**Extract to read:**
=====

Digging their repos is interesting. They also proposed a docker driver to lazily download image bits as the files in the overlay are accessed [0] from CernVM-FS; they claim significant drop in process start up time.
The startup time is clearly faster as we don't download the image (especially if compared to download the layers and start the docker image).
The main "trick" is that docker images usually includes a lot of files that are not really accesses during standard operations hence pulling them is not needed most of the time.
Yep, I figured it out. I suppose your images are made of large dataset to crunch, for the most part and a smallish part with the R/python/whatever code do execute.
The data is not part of the images. It's only the software. In the vast majority of cases, any particular data processing job requires only a tiny fraction of the available software. For instance, a few hundred MB out of a few tens of GB for a typical LHC application software release.
In practice that sounds like an excellent optimization, but in theory it annoys me that we're doing that rather than figuring out how to build better binaries.
I work on a platform that handles fleets of edge devices running a linux-based OS, where applications are distributed as container images. Nvidia in particular are rather awful to support, as any users with their hardware inevitably build 10+ GB images, largely composed of libraries and samples they'll never use. Plenty of other users are unaware that they can improve the speed and reliability of their deployments by trimming the fat from their images.
A lot of work goes into properly handling and optimizing the download and distribution of excessively large application images, often on slow and unreliable networks, when smaller is always faster and more reliable.
Mind sharing what your in-house solution is? I have been working on something similar with extracted layers on AFS and using Podman’s additional layer store.
A key difference is that the file system contents is preprocessed into content-addressable storage (somewhat similar to the format in a .git folder). Also a number of features and optimizations to make it work well as a shared software area, which is characterized by many small, often memory-mapped files and a meta-data heavy access pattern.
At first I was wondering how this was different from something like Ceph or GlusterFS.
Looks like this isn't meant to be used on a LAN to squeeze out every bit of performance, but rather to work across hosts on different local networks over the whole internet (even passing through NATs) in a somewhat distributed fashion. Cool!

=====

**Study material:**

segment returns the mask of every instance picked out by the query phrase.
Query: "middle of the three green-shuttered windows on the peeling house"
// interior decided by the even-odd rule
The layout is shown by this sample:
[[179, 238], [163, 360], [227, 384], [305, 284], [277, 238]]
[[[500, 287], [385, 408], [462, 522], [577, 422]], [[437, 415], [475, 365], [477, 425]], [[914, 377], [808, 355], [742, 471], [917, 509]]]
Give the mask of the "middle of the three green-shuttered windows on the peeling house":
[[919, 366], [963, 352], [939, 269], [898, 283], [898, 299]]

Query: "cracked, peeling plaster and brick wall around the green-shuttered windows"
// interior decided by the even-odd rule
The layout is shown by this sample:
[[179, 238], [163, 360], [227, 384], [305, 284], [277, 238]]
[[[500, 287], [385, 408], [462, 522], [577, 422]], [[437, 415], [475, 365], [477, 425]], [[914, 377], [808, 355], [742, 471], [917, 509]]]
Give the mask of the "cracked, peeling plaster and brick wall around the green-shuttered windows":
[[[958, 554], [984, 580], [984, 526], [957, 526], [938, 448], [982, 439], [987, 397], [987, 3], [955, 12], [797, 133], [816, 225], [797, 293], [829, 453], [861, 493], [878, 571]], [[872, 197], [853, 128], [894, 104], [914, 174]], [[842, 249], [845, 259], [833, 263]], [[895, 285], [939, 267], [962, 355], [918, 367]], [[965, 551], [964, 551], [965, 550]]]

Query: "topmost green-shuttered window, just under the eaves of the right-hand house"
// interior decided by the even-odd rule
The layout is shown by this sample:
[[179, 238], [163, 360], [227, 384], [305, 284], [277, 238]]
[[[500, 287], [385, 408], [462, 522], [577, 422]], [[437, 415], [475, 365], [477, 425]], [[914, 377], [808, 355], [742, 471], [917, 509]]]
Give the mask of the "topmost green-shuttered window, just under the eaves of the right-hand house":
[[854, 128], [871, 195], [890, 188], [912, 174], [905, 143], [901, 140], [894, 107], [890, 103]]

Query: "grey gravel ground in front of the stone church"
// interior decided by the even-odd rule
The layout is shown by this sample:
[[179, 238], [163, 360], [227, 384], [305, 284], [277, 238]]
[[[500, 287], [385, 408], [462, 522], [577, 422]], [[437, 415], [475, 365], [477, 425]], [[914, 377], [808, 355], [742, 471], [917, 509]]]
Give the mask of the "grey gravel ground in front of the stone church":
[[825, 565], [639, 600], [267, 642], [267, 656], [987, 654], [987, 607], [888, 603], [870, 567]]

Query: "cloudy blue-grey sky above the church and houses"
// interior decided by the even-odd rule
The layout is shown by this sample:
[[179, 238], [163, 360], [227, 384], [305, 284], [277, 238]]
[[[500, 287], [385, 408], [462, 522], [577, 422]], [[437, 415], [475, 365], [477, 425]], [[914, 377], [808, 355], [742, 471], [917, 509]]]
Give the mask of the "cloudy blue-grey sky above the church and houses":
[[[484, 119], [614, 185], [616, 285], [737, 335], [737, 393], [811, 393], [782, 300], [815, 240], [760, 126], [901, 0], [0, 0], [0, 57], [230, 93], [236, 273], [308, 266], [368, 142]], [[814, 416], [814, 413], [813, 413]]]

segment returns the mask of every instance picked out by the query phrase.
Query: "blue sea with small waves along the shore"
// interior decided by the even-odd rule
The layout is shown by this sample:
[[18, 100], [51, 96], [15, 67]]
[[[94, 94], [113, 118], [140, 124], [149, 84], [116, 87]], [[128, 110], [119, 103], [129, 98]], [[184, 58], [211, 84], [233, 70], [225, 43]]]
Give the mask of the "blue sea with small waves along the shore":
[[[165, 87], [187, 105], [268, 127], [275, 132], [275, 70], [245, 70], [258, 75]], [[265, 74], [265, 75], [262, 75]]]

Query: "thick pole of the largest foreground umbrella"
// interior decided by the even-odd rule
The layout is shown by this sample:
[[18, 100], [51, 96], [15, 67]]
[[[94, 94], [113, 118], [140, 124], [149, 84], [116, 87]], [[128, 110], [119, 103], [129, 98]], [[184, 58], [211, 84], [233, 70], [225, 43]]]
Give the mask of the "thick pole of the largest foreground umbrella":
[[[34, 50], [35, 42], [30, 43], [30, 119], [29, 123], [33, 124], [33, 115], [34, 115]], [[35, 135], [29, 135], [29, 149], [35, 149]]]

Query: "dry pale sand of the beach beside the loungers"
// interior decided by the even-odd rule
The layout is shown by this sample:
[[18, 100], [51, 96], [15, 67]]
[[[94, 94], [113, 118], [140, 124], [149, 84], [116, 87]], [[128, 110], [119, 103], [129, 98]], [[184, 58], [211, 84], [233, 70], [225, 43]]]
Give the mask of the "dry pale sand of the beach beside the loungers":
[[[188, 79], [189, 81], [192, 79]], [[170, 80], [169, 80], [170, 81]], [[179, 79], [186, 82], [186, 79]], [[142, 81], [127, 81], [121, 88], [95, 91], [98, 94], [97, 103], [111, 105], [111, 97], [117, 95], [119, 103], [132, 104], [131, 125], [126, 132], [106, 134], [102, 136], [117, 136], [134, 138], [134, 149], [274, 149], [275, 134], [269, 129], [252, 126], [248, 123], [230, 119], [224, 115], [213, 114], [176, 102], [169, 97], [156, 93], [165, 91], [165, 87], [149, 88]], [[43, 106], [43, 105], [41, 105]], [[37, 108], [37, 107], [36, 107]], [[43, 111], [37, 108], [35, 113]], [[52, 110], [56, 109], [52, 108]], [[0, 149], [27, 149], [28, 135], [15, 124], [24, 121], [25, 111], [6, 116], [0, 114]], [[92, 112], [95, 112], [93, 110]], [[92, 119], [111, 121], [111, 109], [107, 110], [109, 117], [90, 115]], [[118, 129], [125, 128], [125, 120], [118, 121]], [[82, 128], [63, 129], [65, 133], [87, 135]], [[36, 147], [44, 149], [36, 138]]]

=====

**Work instructions:**
Output the portion of the container-image thread above from "Mind sharing what" to "additional layer store.", copied word for word.

**Exercise solution:**
Mind sharing what your in-house solution is? I have been working on something similar with extracted layers on AFS and using Podman’s additional layer store.